▶ **ACTIONS TO TAKE**:
[a] Repeat the part of the caravan fire post that opens with the words containing "Fire in Winter" and closes with "husband made it out.".
[b] Write out in full each sentence of the caravan fire post that contains the word "police".

▶ **DOCUMENT TEXT**:

* * * * * * * * *

Sunday, March 23, 2008

Fire in Winter Wonderland


A woman in her sixties lost her life when a caravan caught on fire last night. Her husband is in hospital. According to police they were probably woken up by the fire alarm, but only the husband made it out.

"At this time, the cause of the fire is unknown. There is little left of the caravan" says a spokesperson for the police. Police will spend the day investigating the scene.

Sunday morning, The National Criminal Investigation Service (KRIPOS) were called in to assist in finding the cause of the fire.


I'm home for Easter, home in this small town in the middle of nowhere, where nothing ever happens. Then at 4:22am Saturday morning, the fire alarm went off. My father being a volunteer fire fighter, got up and got dressed. When the message came through it was at the camping site not far from our house my mother looked out through the kitchen window and saw the flames rising hight into the air.

A caravan was on fire, along with the wooden 'cabin' attached to it. A man was outside when the fire truck pulled up, the fire station being right next door to the caravan park, it didn't take many minutes. There wasn't much to do, it burned fast and furiously while they tried to protect all the caravans close by.

Then they realized there was a woman inside. She'd been right behind her husband as he exited, but she never made it out. Neighbours had to hold him back as he wanted to go back inside, while two of them tried to crawl along the ground, getting away from the smoke. Trying to get inside the caravan, they realized they'd never make it - the flames were too hot. The woman hopefully (and most likely) passed out before the flames got to her.

* * * * * * * * *

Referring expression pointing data

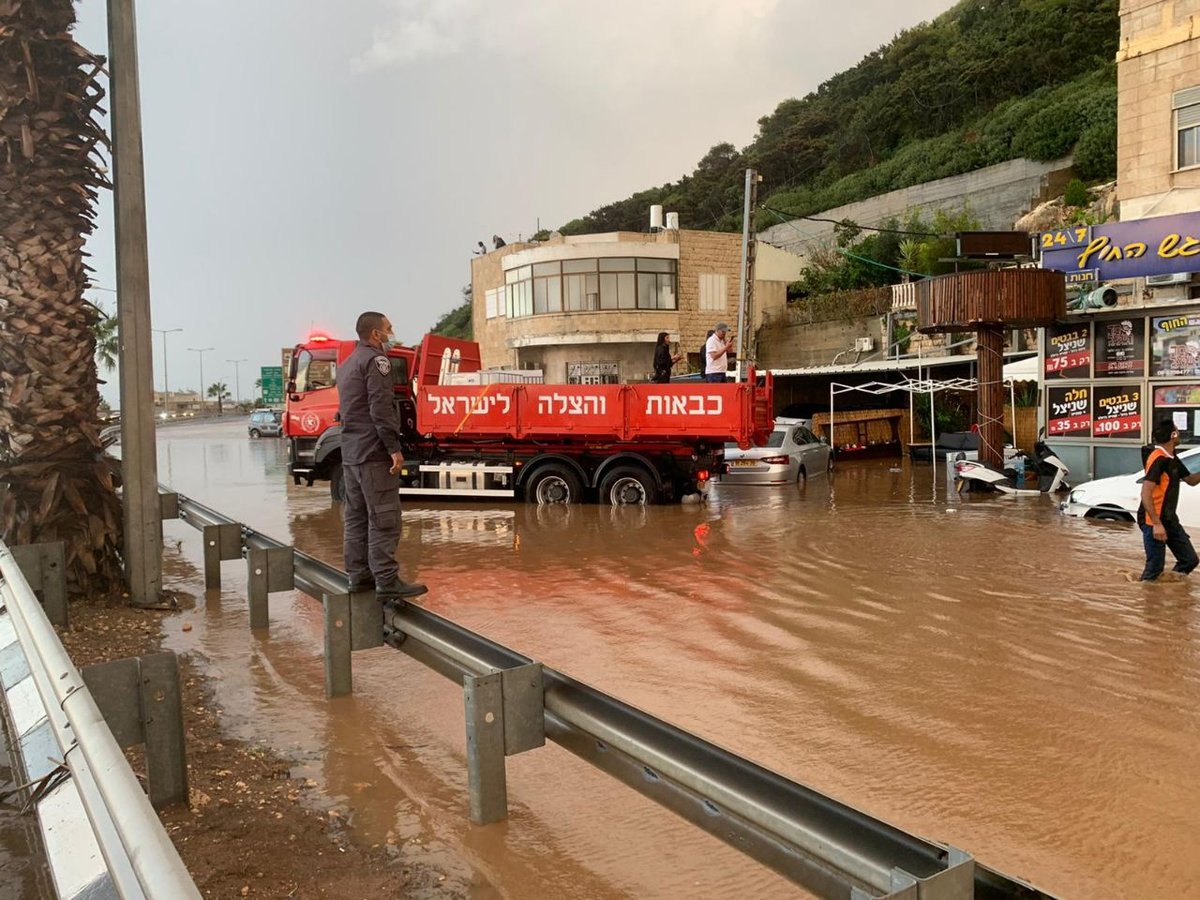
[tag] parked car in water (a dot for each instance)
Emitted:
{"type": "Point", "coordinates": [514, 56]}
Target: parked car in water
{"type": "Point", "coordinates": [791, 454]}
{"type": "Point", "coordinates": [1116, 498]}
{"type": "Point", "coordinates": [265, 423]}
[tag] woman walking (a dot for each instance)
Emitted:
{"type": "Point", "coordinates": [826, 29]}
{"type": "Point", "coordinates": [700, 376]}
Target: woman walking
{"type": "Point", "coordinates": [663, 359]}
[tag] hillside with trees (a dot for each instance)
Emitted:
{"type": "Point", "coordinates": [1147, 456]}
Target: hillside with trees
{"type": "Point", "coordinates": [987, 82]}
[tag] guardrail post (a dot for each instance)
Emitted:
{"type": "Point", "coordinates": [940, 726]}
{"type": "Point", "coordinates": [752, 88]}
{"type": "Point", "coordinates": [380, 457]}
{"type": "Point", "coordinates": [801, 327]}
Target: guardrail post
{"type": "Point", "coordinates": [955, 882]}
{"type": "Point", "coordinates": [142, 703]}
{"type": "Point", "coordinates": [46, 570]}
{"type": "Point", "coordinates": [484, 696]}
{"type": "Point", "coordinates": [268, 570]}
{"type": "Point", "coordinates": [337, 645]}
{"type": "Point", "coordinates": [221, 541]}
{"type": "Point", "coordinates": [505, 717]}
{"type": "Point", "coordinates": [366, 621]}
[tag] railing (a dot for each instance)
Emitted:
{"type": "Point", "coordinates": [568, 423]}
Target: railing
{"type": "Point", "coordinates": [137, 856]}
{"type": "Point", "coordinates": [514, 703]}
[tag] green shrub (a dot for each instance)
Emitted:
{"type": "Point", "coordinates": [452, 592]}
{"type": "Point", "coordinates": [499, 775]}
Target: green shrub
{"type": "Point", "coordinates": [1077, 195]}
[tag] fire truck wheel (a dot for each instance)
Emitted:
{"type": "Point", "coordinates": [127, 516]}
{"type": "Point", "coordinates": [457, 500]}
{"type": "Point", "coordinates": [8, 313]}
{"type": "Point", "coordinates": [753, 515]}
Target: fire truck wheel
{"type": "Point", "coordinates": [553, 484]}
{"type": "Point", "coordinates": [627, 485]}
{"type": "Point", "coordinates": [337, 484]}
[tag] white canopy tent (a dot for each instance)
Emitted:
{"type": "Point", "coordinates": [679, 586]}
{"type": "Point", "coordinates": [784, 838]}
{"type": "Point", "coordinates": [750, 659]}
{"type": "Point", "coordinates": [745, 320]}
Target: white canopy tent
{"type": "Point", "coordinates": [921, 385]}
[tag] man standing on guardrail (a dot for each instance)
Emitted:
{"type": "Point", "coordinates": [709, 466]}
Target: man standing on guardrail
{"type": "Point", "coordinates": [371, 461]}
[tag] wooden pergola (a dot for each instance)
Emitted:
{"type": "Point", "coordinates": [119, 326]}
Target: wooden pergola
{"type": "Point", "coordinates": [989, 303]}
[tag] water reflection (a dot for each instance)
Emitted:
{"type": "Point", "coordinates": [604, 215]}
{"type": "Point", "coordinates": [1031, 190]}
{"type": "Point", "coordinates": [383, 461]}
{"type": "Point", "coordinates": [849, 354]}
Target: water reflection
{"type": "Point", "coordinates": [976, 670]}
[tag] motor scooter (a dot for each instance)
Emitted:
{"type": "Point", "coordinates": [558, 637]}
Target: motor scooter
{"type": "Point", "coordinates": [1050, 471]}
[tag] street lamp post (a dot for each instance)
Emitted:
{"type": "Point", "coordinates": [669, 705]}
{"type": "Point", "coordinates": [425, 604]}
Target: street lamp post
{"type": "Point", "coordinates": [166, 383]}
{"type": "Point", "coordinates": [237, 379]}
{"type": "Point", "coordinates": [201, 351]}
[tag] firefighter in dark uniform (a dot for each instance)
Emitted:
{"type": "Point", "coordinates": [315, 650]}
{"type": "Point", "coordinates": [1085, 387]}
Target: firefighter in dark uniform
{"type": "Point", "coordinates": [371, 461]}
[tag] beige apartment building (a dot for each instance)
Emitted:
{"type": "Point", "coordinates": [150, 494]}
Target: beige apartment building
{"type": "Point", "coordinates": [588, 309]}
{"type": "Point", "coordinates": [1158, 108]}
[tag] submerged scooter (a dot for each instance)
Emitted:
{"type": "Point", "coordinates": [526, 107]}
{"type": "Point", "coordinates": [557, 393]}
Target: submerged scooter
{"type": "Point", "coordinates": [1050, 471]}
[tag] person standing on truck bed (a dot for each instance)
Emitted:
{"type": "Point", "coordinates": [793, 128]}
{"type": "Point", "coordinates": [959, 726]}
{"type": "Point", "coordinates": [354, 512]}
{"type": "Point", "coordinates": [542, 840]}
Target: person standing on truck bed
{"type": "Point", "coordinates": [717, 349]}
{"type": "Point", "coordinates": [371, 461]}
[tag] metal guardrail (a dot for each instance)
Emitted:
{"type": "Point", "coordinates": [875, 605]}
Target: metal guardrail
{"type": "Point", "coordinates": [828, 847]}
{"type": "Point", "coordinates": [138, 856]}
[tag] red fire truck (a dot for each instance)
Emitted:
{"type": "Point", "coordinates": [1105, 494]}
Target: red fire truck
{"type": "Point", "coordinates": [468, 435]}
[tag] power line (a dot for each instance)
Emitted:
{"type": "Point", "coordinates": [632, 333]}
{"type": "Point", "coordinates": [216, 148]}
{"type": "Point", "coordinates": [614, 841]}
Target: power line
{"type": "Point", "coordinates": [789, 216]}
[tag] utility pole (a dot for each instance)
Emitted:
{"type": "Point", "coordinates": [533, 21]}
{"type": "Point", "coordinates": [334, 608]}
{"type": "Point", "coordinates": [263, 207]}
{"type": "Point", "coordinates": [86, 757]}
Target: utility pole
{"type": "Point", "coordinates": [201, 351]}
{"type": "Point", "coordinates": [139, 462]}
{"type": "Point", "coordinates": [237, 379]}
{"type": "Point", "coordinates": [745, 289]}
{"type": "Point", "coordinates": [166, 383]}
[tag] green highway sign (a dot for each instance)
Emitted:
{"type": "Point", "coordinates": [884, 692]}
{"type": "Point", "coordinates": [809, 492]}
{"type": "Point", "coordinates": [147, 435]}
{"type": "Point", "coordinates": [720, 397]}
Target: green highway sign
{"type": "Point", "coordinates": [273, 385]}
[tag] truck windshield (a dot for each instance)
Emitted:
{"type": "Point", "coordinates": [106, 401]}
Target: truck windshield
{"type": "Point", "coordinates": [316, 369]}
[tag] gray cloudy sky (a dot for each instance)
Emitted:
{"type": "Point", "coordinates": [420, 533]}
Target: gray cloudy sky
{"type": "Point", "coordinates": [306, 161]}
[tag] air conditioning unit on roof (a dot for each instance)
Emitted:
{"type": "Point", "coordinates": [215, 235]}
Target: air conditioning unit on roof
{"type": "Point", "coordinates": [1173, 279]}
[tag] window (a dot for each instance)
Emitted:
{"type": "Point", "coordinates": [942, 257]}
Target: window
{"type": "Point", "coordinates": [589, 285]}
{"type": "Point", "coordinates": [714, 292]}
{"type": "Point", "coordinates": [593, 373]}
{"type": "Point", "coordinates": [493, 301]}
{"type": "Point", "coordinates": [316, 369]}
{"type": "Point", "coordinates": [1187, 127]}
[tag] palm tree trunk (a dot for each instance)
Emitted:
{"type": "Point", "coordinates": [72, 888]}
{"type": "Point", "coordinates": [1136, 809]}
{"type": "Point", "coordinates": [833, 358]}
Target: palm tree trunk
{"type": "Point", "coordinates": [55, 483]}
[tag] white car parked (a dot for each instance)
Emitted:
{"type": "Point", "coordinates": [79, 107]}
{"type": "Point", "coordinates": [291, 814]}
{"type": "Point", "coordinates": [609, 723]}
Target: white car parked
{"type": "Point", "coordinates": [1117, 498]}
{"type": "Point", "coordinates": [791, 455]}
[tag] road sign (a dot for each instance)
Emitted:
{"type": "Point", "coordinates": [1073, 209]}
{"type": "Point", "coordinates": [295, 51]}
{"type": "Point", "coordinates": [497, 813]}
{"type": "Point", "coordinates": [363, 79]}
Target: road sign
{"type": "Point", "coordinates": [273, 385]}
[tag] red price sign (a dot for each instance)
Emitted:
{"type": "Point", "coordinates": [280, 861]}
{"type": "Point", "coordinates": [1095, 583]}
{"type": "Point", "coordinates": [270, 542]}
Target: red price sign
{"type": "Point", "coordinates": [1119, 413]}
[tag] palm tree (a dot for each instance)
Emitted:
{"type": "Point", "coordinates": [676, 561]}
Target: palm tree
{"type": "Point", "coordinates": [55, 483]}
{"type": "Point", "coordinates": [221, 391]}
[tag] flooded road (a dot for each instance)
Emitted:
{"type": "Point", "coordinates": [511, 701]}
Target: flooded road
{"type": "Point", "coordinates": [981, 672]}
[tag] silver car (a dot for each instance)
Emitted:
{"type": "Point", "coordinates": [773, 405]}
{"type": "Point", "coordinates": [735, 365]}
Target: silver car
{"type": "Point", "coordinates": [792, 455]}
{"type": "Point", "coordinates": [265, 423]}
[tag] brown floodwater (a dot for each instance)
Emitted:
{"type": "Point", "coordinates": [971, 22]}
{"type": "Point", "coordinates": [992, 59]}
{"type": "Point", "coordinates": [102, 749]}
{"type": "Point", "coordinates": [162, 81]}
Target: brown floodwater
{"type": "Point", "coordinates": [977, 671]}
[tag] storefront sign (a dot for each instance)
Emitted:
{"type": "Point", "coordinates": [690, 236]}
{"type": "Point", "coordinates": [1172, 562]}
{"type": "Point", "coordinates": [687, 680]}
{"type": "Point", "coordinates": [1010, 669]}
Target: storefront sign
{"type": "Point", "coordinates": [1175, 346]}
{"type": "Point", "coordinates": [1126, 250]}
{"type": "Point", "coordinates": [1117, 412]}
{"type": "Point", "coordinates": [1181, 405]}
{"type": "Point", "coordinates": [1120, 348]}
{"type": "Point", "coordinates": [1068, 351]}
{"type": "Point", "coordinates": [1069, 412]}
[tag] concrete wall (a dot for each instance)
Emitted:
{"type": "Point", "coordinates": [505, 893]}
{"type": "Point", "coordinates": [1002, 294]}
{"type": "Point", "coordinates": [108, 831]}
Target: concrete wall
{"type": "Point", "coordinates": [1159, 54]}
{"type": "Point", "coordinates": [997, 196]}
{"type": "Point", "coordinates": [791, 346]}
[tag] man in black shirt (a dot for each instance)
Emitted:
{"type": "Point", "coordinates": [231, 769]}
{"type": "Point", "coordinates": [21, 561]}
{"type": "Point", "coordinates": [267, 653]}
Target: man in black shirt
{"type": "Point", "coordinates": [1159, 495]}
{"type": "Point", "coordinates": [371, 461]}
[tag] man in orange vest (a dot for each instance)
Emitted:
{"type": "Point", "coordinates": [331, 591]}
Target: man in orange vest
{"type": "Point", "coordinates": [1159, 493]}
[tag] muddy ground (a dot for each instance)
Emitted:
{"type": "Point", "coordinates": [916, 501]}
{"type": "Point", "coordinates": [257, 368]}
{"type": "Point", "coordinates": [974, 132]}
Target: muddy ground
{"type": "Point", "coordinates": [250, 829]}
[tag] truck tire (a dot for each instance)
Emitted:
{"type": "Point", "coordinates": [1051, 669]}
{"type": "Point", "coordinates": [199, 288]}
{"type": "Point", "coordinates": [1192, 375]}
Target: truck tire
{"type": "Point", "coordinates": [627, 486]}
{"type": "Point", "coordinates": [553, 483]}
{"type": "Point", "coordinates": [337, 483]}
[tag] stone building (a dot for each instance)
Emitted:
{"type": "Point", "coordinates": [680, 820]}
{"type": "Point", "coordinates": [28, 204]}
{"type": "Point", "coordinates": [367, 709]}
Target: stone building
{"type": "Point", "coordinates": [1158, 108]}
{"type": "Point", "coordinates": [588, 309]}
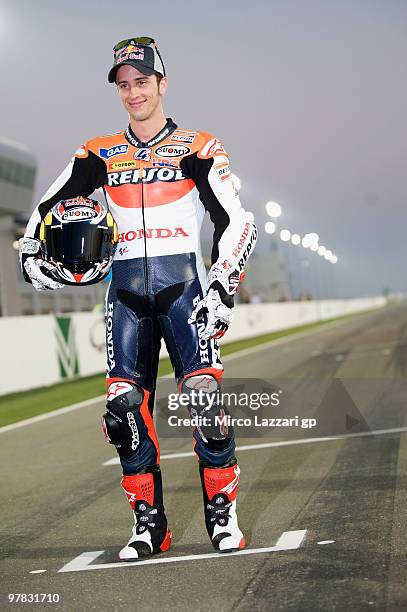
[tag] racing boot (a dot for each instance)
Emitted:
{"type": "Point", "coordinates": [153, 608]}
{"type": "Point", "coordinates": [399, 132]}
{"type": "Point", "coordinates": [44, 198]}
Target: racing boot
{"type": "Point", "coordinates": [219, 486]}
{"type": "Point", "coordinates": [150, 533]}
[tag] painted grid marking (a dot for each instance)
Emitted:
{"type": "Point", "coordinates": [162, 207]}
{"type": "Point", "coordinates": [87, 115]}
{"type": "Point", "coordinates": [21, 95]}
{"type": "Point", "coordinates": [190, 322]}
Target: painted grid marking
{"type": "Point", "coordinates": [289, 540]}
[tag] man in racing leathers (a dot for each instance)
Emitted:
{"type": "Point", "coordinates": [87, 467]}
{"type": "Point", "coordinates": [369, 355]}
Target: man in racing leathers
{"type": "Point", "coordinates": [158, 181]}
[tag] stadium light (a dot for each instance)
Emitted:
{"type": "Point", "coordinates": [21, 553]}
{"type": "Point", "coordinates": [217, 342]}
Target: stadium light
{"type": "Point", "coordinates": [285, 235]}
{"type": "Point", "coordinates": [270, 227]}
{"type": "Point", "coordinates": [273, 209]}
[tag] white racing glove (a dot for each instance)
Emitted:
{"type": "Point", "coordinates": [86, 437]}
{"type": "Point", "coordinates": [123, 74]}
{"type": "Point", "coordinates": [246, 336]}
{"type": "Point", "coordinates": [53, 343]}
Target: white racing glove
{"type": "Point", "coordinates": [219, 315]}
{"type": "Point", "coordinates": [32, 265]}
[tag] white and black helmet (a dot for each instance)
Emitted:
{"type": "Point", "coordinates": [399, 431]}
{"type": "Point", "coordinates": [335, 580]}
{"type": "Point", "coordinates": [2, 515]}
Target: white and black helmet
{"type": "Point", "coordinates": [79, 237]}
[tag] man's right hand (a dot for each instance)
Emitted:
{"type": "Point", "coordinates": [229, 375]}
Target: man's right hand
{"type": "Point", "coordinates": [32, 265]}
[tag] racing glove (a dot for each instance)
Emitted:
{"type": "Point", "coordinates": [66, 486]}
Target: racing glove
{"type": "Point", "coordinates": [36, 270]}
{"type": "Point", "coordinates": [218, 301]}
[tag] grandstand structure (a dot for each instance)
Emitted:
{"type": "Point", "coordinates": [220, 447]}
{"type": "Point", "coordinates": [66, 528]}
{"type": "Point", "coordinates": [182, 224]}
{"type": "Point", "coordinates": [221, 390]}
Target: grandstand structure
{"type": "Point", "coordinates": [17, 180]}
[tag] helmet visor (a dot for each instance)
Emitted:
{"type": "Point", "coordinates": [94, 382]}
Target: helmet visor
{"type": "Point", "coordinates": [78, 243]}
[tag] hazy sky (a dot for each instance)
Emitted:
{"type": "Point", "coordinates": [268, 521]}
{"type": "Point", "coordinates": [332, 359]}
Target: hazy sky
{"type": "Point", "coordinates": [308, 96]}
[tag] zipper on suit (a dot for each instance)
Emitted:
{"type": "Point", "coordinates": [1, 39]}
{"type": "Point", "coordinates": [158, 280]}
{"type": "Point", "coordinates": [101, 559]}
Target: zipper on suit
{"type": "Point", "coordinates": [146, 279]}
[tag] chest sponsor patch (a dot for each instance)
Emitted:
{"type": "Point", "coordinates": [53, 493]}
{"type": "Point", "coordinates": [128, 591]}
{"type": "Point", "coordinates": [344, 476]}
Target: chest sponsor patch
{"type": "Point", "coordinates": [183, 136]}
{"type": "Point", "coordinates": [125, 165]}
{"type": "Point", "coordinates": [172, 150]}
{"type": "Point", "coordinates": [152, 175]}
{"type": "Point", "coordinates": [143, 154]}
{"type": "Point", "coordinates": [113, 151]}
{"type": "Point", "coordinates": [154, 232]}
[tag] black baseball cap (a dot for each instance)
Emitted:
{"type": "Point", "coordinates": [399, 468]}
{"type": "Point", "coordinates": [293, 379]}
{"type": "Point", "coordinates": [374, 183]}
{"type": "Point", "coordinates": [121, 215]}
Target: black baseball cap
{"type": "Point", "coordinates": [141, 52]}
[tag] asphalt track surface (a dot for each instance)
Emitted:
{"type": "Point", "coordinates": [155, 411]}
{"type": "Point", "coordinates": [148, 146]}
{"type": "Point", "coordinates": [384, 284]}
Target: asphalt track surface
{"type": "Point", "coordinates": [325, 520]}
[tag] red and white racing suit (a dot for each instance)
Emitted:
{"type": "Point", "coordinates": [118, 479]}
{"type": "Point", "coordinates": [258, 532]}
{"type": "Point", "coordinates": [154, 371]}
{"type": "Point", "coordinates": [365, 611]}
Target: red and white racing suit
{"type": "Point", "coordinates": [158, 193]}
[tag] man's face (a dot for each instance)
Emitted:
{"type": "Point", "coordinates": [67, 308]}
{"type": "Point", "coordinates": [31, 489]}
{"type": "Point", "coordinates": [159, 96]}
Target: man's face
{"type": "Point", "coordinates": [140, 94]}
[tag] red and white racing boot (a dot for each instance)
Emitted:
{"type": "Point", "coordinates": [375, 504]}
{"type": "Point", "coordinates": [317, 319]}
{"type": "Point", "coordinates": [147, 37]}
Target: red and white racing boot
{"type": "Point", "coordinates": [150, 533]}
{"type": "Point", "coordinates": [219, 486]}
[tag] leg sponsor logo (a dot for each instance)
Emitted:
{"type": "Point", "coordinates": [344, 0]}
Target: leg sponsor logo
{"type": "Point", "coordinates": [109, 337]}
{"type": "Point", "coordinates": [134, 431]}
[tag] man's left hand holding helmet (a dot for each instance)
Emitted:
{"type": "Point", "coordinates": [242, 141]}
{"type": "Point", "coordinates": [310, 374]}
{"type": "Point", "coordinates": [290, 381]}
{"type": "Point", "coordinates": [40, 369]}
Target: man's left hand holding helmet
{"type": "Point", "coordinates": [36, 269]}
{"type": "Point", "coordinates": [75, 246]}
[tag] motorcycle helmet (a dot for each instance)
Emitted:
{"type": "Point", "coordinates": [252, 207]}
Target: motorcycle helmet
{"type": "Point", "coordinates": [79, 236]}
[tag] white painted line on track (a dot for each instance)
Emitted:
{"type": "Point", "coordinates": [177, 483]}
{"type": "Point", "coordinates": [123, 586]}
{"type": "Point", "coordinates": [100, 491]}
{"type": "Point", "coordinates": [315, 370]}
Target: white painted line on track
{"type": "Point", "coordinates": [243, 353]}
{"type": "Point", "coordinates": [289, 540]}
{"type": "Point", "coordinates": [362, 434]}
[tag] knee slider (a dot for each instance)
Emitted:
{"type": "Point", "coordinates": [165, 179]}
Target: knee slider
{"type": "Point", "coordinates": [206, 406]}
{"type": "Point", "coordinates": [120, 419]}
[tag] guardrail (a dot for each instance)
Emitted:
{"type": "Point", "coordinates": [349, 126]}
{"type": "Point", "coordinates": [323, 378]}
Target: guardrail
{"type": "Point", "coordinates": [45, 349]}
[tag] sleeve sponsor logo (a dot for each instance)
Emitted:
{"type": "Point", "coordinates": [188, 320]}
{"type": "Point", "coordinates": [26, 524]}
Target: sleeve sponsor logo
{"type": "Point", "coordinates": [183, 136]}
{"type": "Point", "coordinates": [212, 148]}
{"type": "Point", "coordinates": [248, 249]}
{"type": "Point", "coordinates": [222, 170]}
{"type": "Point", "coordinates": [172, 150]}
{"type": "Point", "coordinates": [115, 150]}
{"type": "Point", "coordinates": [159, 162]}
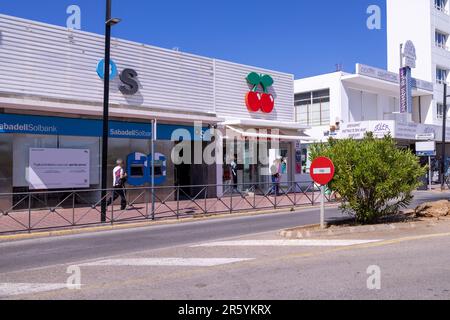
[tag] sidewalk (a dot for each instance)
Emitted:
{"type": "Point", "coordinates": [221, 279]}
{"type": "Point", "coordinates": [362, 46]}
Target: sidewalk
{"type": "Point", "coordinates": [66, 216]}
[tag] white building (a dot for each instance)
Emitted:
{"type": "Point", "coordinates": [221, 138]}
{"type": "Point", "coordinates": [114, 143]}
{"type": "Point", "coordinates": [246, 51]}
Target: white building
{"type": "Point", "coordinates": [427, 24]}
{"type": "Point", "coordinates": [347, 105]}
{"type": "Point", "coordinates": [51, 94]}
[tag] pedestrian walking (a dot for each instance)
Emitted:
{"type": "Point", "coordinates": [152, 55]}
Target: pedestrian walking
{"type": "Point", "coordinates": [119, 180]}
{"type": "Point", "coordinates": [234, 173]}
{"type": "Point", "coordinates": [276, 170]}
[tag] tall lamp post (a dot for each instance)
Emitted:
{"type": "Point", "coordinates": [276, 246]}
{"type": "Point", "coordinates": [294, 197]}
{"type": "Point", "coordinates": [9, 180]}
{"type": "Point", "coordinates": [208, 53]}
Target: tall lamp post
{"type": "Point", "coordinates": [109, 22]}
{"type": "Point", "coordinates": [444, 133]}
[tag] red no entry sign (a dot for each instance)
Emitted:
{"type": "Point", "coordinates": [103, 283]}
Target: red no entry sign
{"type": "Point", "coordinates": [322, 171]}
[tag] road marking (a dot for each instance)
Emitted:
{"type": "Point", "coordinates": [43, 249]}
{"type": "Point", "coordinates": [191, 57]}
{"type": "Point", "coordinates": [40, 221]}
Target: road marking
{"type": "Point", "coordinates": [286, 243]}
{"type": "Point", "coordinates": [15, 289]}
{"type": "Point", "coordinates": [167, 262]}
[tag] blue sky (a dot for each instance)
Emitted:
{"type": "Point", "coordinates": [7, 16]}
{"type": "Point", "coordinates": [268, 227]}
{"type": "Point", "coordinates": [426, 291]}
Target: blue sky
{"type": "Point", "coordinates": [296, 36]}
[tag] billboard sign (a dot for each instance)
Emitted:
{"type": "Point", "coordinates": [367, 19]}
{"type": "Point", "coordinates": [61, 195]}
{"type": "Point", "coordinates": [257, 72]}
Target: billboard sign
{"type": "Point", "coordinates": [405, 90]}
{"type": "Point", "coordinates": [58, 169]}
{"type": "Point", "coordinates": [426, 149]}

* * * * * * * * *

▶ **OUTPUTS BY TASK**:
[a]
Fire in Winter Wonderland


A woman in her sixties lost her life when a caravan caught on fire last night. Her husband is in hospital. According to police they were probably woken up by the fire alarm, but only the husband made it out.

[b]
According to police they were probably woken up by the fire alarm, but only the husband made it out.
"At this time, the cause of the fire is unknown. There is little left of the caravan" says a spokesperson for the police.
Police will spend the day investigating the scene.